**WHAT TO DO:**
An exact transcription of all the entries below is required.

§ §

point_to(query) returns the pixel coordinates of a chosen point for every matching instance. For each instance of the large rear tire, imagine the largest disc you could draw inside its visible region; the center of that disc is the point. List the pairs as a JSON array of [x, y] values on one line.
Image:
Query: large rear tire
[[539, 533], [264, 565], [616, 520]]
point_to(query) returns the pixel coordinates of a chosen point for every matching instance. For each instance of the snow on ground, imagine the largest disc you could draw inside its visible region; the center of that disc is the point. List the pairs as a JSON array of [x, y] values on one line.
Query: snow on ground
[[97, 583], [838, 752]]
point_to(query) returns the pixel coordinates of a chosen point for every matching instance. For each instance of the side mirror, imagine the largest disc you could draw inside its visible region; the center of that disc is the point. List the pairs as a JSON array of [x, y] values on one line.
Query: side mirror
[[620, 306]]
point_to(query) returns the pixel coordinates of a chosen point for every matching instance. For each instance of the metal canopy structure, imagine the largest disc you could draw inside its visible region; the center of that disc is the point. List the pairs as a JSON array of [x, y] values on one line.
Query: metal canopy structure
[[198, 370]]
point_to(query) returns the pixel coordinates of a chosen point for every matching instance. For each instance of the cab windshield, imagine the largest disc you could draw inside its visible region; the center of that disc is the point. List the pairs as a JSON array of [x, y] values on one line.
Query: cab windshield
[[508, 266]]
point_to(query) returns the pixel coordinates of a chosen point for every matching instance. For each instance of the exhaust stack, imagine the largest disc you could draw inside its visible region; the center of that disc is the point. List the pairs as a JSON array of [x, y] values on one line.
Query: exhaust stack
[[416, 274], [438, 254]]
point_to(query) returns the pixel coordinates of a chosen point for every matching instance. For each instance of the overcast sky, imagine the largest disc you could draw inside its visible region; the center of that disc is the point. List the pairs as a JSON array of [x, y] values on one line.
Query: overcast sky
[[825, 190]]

§ §

**THE ANSWER:**
point_to(query) returns the pixel coordinates of a chosen point for every matching instance. For each instance of the large rear tire, imagine the largest disc you could draw inside its visible region; the center of that disc is the point. List the pairs as a JSON array of [x, y] values on one line.
Image:
Query: large rear tire
[[539, 533], [264, 565], [616, 520]]
point_to(query) returns the pixel coordinates of a chosen point for every matching instance. For each instance of the snow on ground, imagine the largest disc you could draw inside its visible region; the center of that disc is the point. List the pairs as a JSON array of [x, y] values on one line.
Query: snow on ground
[[97, 583], [838, 752]]
point_to(query) returns the pixel coordinates of a chosen point for every matching instance. For each instance of the side mirror, imagine the largest disc you could draw inside its visible region; the center of that disc is the point. List the pairs as a JSON array of [x, y] values on one line.
Query: side mirror
[[620, 306]]
point_to(query) returns the pixel coordinates of a chosen point for every matching instance. For each instance of the metal canopy structure, imagine the largest disc you could draw inside its visible region; the center of that disc is the point. List the pairs as a JSON array of [x, y] values on one line.
Query: metal canopy structure
[[198, 370]]
point_to(query) returns the pixel coordinates of a chosen point for every matching instance. For each instance of the cab windshield, imagine the largest disc you could draw inside its visible region; the center of that disc is the point. List the pairs as a JSON array of [x, y] values on one line.
Query: cab windshield
[[508, 266]]
point_to(query) returns the pixel coordinates of a chosen point for every matching instance. For each instance of the exhaust stack, imagine the largest disc you could draw inside its visible region; the center of that disc is the point. List the pairs as a JSON array of [x, y] values on one line.
Query: exhaust stack
[[416, 274], [438, 254]]
point_to(query) returns the pixel coordinates of a chosen point for every matching instance. For each instance of the overcast sky, imagine the largest disc you could draw inside its visible region; the center of that disc is the point. List the pairs as a JSON array of [x, y] values on one line.
Query: overcast sky
[[825, 190]]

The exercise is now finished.